• **Task directions**
Send back the records exactly as written, with no images.

• **Task input**
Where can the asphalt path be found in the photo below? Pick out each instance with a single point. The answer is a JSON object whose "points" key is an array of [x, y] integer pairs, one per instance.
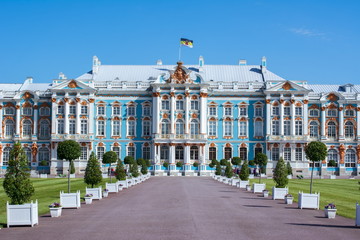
{"points": [[186, 208]]}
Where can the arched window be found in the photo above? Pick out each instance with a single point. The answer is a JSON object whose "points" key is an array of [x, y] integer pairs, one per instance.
{"points": [[44, 131], [349, 129], [350, 158], [194, 153], [314, 129], [9, 128], [331, 130], [27, 128]]}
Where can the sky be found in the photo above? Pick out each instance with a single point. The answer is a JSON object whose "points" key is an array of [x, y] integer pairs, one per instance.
{"points": [[317, 41]]}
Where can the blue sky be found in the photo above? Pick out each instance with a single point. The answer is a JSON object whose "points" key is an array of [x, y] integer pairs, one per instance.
{"points": [[317, 41]]}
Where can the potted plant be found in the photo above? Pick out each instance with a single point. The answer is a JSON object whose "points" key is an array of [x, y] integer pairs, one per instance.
{"points": [[19, 189], [330, 210], [55, 209], [88, 198], [289, 198]]}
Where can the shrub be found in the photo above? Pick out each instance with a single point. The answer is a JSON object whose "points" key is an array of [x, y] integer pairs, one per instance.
{"points": [[17, 184]]}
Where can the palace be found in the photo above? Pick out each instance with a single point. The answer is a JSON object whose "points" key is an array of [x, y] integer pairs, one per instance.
{"points": [[187, 113]]}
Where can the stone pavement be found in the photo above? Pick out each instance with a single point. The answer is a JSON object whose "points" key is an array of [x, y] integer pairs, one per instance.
{"points": [[186, 208]]}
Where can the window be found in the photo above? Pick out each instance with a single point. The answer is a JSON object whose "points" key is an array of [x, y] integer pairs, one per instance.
{"points": [[146, 128], [287, 128], [83, 127], [84, 110], [9, 128], [100, 152], [298, 154], [101, 128], [44, 111], [194, 153], [83, 155], [116, 110], [165, 126], [212, 128], [227, 129], [275, 154], [165, 104], [243, 153], [146, 152], [331, 130], [243, 129], [179, 153], [60, 126], [275, 128], [212, 153], [349, 129], [212, 111], [179, 105], [131, 128], [287, 154], [116, 128], [298, 128], [350, 158], [314, 113], [101, 110], [27, 128], [164, 152], [228, 153], [44, 131], [194, 105], [314, 129]]}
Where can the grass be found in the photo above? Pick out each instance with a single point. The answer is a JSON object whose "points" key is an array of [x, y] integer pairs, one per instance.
{"points": [[344, 193], [47, 191]]}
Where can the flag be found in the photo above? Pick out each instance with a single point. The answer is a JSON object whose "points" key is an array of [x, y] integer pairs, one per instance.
{"points": [[186, 42]]}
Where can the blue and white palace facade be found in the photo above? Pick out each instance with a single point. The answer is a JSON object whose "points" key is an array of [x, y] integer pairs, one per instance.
{"points": [[187, 113]]}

• **Exercise solution**
Where can the asphalt path be found in the photo below? Pick out each instance with a single point. The answer is a JSON object whose "points" key is an array of [x, y] integer pairs, one per instance.
{"points": [[186, 208]]}
Where can the arched window be found in the photo above? Pick out each instance with a single point. The answer is a JSON object whose "points" key is an array of [x, y] integer pairs, one per instance.
{"points": [[44, 131], [349, 129], [350, 158], [194, 153], [314, 129], [9, 128], [331, 130], [27, 128]]}
Where can the sky be found in the photo above? Pick out each instance with a single point. The answer is a JSON object whose "points" key is an array of [x, y] integer pairs, one per instance.
{"points": [[317, 41]]}
Where can the blue sky be found in the photo above? Pick out each instance with a single point. The answer is a JSON object whose "points" key is an array of [x, y] integer pairs, one per instance.
{"points": [[317, 41]]}
Where can the potted plant be found in the photo above? Pick out each instance with a single point. The answer is a JSON object whose "points" key is an array of [x, y] integer pairs, one per instance.
{"points": [[19, 189], [330, 210], [55, 209], [88, 198], [289, 198]]}
Where can the shrub be found in the photo above? Pick out each instance with a single point. The answer is a JSON object whose "points" key is an array of [x, y] integer pairs, one per instance.
{"points": [[17, 184]]}
Where can the palace be found in the photo above? Pick out each instance with a single point. The answer is a JSON object whose "points" key is an array of [x, y] integer pairs, one per instance.
{"points": [[187, 113]]}
Where can the stone pavement be found in the photo above? Pick out each instance with a single point. The answer is a JSON object whose "points" key is an array of [x, y] integer pairs, one per instance.
{"points": [[186, 208]]}
Where can the window be found in the photo above? Pick out each instance with a single point. The answer is a JSON object whose "points" key is an array of [x, y] integer pairs, one per instance.
{"points": [[146, 128], [287, 128], [83, 127], [84, 110], [9, 128], [100, 152], [298, 154], [101, 128], [44, 111], [194, 153], [83, 155], [116, 110], [165, 126], [212, 128], [227, 129], [275, 154], [165, 104], [243, 153], [146, 152], [331, 130], [243, 129], [179, 153], [60, 126], [275, 128], [212, 153], [349, 129], [212, 111], [179, 105], [131, 128], [287, 154], [116, 128], [298, 128], [350, 158], [314, 113], [101, 110], [27, 128], [164, 152], [228, 153], [44, 131], [194, 105], [314, 129]]}
Where can the grass be found in the photo above? Pick out each instance with a single point. The answer is a JSON object whose "points" key is an array of [x, y] integer pairs, one per instance.
{"points": [[344, 193], [47, 191]]}
Where can the flag be found in the photo above? Pick out each instance with a single point. The answer is a JSON object whose "points" key is an array of [x, y] integer pairs, one per instance.
{"points": [[186, 42]]}
Where can the blue and white palace facade be found in the photo above? Pick out each instance with a single point. The answer is a JSON object whose "points" key is an array of [x, y] integer pairs, one per instance.
{"points": [[187, 113]]}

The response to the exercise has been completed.